━━━━━ Text shown ━━━━━

On Friday, July 25, 2008, at 12:40PM, "Kyle Sluder" <[EMAIL PROTECTED]> wrote:
>On Fri, Jul 25, 2008 at 2:19 PM, julius <[EMAIL PROTECTED]> wrote:
>> What I have seen on the web seemed to indicate that bundles are a really
>> good way of splitting up code development etc.
>> I like keeping code compartamentalised and bundles looked like a good way to
>> do it.
>
>This is not what bundles are intended for.  Bundles are ways of
>loading code at runtime.  The reasons for doing so are dictated by
>program requirements, not the development environment.  From a
>development perspective, when your code gets loaded into your process
>should be orthogonal to your environment.  Nothing prevents you from
>splitting your code into multiple projects that all get compiled into
>one executable in the end, achieving your compartmentalization without
>abusing the dynamic loader.

I don't think this is an abuse of bundles, even though it's may not be that 
common anymore.  If you look at 
http://www.stone.com/The_Cocoa_Files/Thanks_A_Bundle_.html or the source for 
CVL [1], I think you'll find bundles used in this way.

━━━━━ Listing ━━━━━

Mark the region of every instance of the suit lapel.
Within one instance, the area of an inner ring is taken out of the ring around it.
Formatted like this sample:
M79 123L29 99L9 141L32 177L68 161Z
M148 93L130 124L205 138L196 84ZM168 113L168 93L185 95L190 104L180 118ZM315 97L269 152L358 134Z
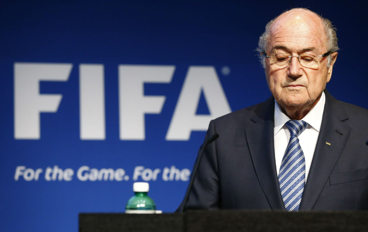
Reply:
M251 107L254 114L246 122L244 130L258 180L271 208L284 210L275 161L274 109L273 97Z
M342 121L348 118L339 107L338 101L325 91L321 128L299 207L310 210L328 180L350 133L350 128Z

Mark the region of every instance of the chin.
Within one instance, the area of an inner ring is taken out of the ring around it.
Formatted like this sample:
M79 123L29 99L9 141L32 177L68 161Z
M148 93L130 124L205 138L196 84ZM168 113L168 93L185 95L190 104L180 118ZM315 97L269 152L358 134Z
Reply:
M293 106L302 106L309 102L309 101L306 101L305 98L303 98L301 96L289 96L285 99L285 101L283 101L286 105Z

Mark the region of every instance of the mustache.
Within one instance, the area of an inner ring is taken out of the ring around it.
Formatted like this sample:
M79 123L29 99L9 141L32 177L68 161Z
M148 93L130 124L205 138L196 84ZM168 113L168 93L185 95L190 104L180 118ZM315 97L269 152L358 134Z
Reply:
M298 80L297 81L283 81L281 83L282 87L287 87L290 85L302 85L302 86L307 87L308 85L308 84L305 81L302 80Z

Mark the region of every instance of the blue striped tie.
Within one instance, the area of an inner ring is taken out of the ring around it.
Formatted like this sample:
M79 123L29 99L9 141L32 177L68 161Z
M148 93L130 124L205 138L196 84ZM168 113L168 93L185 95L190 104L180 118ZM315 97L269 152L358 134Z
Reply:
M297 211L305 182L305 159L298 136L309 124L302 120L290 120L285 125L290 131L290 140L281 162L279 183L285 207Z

━━━━━
━━━━━ Listing ━━━━━

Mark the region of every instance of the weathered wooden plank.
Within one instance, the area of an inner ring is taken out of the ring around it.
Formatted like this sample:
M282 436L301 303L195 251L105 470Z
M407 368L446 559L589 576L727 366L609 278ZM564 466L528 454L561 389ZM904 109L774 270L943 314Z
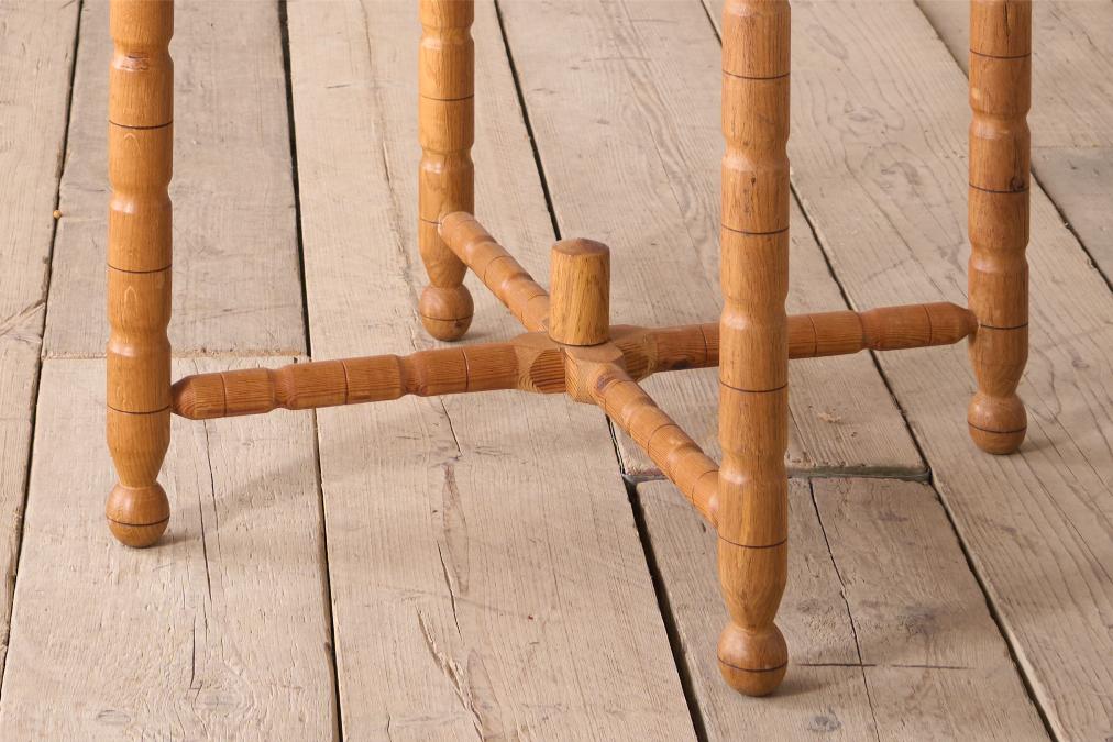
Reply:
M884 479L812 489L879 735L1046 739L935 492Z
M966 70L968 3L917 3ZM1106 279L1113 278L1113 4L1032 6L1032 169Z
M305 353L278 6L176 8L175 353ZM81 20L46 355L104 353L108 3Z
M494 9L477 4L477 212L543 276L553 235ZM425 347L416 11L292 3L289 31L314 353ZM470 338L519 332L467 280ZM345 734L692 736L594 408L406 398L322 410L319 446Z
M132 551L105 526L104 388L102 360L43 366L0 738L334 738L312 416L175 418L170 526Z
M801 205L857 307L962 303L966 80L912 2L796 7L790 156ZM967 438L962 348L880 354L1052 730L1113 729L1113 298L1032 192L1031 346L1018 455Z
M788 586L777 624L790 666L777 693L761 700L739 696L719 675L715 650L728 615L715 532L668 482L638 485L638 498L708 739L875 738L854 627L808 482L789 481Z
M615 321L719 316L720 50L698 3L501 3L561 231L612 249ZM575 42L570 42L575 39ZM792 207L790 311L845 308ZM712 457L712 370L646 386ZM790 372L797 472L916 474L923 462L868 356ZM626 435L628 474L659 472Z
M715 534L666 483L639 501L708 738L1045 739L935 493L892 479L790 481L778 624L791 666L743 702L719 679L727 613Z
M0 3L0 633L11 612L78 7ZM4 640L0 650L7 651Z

━━━━━

Problem to solve: In the email thread about bundles, how does Kyle Sluder describe what bundles are?

Response for this exercise: Bundles are ways of loading code at runtime.